__Stated task__: Copy the items below, swapping each "instance" for "occurrence" and keeping everything else the same.

--*--

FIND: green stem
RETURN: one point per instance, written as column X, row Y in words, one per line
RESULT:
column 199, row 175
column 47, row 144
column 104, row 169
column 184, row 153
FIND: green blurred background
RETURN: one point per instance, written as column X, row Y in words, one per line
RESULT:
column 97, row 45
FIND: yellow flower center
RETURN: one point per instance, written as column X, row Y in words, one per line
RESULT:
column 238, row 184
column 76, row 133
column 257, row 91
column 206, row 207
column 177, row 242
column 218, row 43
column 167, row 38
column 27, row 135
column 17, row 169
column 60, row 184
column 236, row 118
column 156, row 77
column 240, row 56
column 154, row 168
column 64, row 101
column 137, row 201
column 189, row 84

--*--

__Answer__:
FIND: green stem
RETURN: one point per occurrence, written as column X, row Y in words, one per line
RESULT:
column 199, row 175
column 47, row 144
column 104, row 169
column 184, row 153
FIND: green blurred background
RETURN: one point per occurrence, written as column X, row Y in words, one per line
RESULT:
column 97, row 45
FIND: yellow flower center
RETURN: one point per occurrence, written as column X, row Y in words, one per line
RESULT:
column 238, row 184
column 76, row 133
column 257, row 91
column 206, row 207
column 177, row 242
column 218, row 43
column 167, row 38
column 27, row 135
column 17, row 169
column 60, row 184
column 236, row 118
column 156, row 77
column 240, row 56
column 154, row 168
column 64, row 101
column 137, row 201
column 189, row 84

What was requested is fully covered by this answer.